--- ACTIVITY ---
Given the records below, would you repeat exactly the lines that begin at the one containing "Query: dirt path" and end at the one containing "Query: shoe sole", inclusive?

--- RECORDS SHOWN ---
Start of Block
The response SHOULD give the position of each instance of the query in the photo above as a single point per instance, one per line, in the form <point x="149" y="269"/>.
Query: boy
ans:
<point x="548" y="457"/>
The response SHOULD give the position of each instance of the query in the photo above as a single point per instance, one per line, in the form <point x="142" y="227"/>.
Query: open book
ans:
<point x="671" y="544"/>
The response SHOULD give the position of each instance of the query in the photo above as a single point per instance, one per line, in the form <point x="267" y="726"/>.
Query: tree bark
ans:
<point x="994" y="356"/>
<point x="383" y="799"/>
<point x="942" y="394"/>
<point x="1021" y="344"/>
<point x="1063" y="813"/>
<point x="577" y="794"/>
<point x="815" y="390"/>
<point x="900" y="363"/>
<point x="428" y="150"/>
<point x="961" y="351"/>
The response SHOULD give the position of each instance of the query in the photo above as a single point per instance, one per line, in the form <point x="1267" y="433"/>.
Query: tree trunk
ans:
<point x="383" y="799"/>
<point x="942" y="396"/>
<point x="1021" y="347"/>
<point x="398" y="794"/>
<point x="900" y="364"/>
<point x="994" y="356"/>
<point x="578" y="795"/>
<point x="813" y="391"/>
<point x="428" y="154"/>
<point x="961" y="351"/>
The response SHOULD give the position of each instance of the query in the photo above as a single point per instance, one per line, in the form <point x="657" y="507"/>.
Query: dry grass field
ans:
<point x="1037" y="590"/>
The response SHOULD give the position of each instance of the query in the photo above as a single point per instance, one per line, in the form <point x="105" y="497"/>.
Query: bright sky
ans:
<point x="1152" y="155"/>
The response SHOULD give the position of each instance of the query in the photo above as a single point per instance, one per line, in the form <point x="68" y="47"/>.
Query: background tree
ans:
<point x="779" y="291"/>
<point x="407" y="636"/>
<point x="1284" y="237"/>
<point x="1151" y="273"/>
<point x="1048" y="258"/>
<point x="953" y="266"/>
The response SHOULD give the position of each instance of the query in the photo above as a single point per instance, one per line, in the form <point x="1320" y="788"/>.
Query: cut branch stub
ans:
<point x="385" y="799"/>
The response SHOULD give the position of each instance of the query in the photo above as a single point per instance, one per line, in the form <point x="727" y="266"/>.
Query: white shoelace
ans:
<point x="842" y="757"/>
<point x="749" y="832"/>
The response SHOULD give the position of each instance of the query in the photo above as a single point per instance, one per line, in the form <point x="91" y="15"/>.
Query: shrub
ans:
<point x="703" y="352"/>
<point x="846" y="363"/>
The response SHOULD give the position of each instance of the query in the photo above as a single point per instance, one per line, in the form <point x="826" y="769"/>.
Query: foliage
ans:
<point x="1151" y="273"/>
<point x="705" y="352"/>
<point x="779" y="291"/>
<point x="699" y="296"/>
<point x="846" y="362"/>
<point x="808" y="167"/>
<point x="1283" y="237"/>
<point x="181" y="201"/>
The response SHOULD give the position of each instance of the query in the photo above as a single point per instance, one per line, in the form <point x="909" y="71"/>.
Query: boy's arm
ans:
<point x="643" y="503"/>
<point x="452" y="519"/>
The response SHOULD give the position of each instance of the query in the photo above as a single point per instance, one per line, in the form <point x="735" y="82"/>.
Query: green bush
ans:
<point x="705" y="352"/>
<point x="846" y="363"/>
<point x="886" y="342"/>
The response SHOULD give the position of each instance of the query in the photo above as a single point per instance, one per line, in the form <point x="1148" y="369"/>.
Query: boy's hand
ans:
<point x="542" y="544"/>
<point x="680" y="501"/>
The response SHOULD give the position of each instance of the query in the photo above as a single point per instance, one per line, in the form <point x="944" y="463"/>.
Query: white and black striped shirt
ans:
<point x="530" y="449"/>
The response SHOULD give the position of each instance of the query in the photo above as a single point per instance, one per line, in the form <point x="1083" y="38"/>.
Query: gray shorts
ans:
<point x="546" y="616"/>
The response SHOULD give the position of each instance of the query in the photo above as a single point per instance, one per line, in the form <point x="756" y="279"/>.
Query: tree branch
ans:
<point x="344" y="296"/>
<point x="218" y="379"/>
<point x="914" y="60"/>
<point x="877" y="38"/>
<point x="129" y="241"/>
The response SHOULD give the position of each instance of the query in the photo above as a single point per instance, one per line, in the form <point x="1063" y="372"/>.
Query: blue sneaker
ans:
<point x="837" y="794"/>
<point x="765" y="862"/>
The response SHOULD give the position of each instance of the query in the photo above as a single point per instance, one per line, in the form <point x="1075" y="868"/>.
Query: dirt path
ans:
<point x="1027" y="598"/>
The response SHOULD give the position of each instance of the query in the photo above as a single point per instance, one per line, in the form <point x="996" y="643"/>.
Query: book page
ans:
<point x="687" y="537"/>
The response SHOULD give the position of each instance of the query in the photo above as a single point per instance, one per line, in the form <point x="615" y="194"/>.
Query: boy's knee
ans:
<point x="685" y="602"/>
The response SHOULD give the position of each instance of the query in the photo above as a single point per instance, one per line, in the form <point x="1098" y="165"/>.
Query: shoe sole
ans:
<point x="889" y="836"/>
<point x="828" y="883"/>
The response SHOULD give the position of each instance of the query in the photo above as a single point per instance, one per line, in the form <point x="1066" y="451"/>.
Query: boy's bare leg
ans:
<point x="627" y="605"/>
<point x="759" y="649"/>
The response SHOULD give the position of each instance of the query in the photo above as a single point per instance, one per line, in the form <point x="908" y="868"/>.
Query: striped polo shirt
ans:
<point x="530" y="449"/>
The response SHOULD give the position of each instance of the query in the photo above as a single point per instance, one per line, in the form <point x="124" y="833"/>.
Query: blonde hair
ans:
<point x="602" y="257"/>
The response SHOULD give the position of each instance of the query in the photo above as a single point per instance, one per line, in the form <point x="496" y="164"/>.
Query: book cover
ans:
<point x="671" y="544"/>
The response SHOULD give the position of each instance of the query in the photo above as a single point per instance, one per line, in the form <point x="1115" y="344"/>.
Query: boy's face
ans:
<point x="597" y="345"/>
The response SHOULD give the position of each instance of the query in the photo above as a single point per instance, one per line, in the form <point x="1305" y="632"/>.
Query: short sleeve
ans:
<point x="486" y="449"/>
End of Block
Start of Block
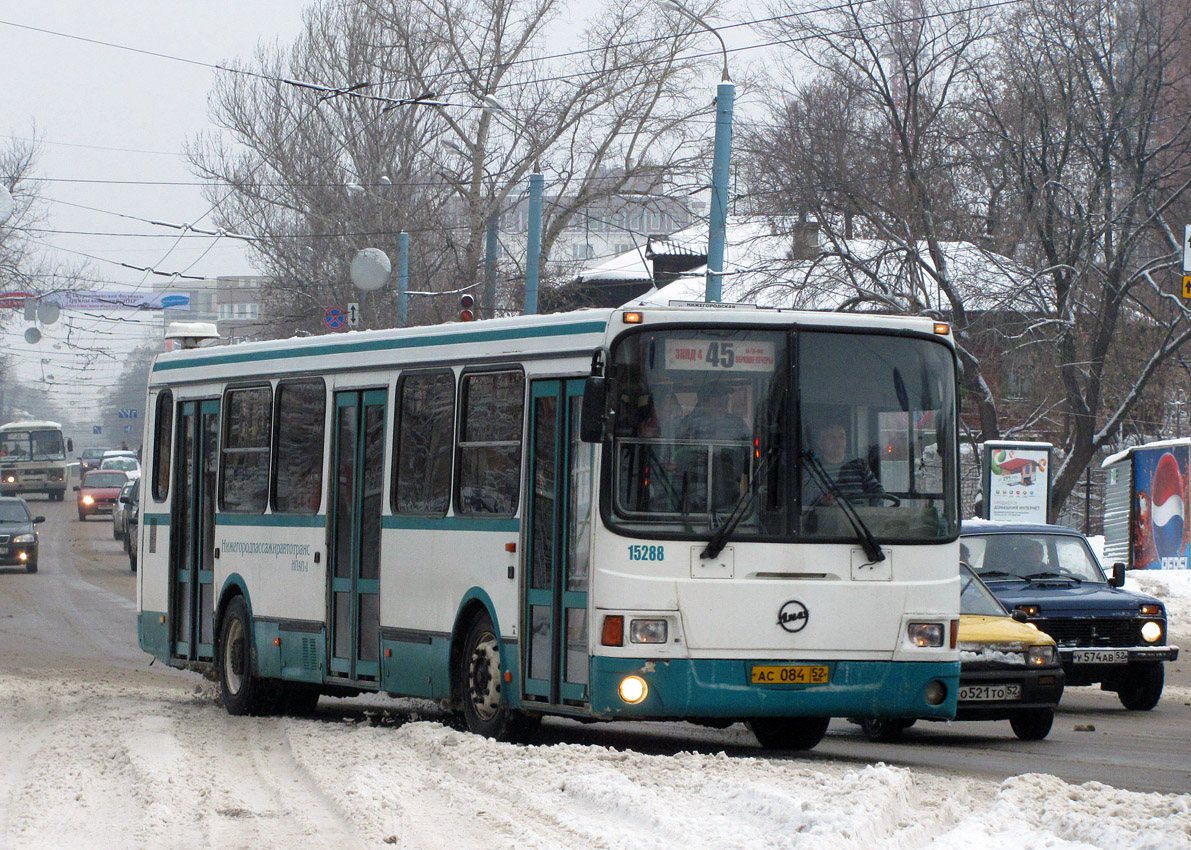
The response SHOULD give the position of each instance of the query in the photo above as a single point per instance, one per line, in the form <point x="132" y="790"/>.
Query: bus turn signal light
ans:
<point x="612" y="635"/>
End of Block
Start of Block
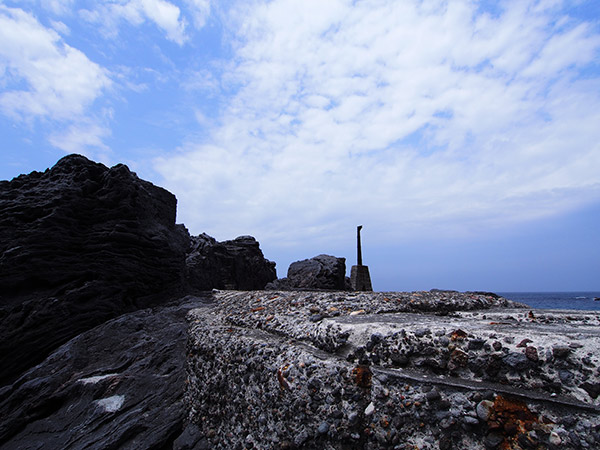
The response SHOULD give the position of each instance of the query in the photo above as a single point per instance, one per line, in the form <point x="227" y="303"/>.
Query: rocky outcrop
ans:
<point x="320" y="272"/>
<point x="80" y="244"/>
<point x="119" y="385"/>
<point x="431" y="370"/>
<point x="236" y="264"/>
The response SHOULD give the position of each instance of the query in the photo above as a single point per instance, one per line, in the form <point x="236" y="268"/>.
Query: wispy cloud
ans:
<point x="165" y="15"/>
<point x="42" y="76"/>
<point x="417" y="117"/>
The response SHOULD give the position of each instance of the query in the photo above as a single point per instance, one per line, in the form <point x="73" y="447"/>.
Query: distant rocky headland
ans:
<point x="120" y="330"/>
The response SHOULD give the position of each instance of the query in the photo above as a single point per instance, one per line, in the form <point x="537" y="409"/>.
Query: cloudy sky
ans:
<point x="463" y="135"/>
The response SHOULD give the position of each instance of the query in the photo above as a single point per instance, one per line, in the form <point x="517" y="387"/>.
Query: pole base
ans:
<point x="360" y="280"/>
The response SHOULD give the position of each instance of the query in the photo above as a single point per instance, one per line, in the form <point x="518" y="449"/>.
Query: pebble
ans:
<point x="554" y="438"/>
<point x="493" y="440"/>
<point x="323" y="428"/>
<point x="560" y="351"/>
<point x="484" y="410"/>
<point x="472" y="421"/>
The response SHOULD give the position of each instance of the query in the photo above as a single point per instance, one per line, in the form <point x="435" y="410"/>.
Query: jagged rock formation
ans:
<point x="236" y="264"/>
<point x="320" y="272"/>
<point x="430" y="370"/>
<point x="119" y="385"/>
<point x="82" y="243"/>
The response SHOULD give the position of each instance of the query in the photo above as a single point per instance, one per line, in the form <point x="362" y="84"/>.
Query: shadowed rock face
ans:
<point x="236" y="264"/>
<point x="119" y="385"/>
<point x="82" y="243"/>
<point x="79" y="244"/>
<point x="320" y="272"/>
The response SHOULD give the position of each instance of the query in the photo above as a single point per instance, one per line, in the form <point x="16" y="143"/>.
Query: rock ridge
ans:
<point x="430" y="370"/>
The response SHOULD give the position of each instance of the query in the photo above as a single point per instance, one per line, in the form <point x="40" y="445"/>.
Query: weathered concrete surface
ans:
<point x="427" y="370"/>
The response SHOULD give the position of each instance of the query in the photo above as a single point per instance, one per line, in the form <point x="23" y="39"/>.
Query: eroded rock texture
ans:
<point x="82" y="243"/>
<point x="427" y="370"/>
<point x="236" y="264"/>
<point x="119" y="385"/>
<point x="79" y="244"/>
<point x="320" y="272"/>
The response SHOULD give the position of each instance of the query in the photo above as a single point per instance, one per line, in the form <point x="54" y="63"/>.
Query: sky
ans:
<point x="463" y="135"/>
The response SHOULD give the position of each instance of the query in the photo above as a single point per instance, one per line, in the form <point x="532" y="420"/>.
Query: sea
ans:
End of Block
--- SOLUTION FOR THIS PROBLEM ---
Query: dirt path
ans:
<point x="1027" y="598"/>
The response SHOULD give the position of each instance of the query in the photo above as a single point per instance, one per line, in the form <point x="996" y="643"/>.
Query: book page
ans:
<point x="687" y="537"/>
The response SHOULD give the position of each instance of the query in the photo above as a single point per instance, one per line, in the form <point x="615" y="194"/>.
Query: boy's knee
ans:
<point x="685" y="602"/>
The response SHOULD give the position of each instance of the query in the photo above as a single point per instance, one per line, in the form <point x="1098" y="165"/>.
Query: shoe sole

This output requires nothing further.